- Document passage
* Begin *
Some other things I forgot to mention:

1) It probably wouldn't have been possible for me to get 2.5c/l
without jason's code, in both the mul_1 and addmul_1 cases.

2) You can often insert nops with lone or pair instructions which are
not 3 macro ops together, further proving that the above analysis is

3) The addmul_1 code I get is very close to the code obtained by
someone else through independent means, so I won't post it here. Once
the above tricks have been validated on other code, I'll commit the
addmul_1 code I have to the repo. Or perhaps someone else will
rediscover it from what I have written above.
* End *
- Short problem 1
Please sum up the post on mul_1 and addmul_1 code in two sentences.
- Short problem 2
Retype the post on mul_1 and addmul_1 code word for word, beginning at the words that have "3) The addmul_1" and stopping after "have written above.".

- Provided information
* Begin *
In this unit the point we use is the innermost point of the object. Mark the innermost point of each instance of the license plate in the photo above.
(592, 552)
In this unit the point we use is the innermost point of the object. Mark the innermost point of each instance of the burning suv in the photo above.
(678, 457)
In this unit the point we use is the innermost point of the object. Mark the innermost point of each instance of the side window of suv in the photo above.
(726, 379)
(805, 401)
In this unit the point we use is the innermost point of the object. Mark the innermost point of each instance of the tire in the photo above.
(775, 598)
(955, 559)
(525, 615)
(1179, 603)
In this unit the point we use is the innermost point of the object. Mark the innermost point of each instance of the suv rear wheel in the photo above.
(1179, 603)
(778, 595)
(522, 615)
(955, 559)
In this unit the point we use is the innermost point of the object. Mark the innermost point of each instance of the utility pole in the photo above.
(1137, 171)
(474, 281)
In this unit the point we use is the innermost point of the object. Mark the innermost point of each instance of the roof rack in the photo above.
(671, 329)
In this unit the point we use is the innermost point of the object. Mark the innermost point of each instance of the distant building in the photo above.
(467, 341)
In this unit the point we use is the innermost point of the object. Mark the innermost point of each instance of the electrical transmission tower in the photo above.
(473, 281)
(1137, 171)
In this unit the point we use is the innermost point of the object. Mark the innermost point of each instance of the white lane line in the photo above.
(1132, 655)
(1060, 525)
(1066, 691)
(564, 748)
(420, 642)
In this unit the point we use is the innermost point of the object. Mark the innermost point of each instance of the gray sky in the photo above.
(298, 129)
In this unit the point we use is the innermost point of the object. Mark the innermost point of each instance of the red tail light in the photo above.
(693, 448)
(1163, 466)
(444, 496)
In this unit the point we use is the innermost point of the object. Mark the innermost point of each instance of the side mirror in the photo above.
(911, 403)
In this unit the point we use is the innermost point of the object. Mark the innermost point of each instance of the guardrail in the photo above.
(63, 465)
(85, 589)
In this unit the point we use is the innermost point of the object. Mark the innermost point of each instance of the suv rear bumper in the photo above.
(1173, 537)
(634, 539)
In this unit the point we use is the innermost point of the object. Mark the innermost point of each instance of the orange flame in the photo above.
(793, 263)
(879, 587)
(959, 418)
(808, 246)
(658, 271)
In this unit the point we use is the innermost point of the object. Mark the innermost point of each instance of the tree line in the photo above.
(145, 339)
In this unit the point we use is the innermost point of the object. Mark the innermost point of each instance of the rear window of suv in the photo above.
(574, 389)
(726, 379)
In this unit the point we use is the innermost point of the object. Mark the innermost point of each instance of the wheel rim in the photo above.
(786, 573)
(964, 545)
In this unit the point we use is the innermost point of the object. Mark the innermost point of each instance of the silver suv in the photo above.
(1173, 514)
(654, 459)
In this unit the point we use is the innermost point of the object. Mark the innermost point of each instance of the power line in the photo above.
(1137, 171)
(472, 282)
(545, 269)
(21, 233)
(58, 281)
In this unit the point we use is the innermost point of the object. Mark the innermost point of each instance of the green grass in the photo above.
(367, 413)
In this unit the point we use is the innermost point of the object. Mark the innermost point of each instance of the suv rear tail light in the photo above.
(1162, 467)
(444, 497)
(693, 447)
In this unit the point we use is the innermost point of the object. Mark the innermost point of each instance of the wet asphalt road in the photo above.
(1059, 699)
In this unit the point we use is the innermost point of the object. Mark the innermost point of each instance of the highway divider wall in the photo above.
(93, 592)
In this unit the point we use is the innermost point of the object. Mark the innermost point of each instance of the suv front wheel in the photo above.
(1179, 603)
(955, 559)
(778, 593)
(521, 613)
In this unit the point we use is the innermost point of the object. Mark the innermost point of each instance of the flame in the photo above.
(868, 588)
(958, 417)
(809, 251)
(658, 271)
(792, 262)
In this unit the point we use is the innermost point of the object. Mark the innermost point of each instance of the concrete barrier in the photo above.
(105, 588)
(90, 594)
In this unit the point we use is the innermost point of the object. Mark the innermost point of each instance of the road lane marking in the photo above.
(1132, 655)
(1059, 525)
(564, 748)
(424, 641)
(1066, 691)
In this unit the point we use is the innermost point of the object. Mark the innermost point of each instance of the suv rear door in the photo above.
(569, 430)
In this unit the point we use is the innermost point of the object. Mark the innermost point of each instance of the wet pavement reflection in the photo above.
* End *
- Full answer 1
The writer says reaching 2.5c/l in both the mul_1 and addmul_1 cases probably wouldn't have been possible without jason's code, and notes that nops can often be inserted with lone or pair instructions that are not 3 macro ops together. Because the writer's addmul_1 code is very close to code someone else obtained independently, it won't be posted here, but it will be committed to the repo once the tricks have been validated on other code.

- Full answer 2
3) The addmul_1 code I get is very close to the code obtained by
someone else through independent means, so I won't post it here. Once
the above tricks have been validated on other code, I'll commit the
addmul_1 code I have to the repo. Or perhaps someone else will
rediscover it from what I have written above.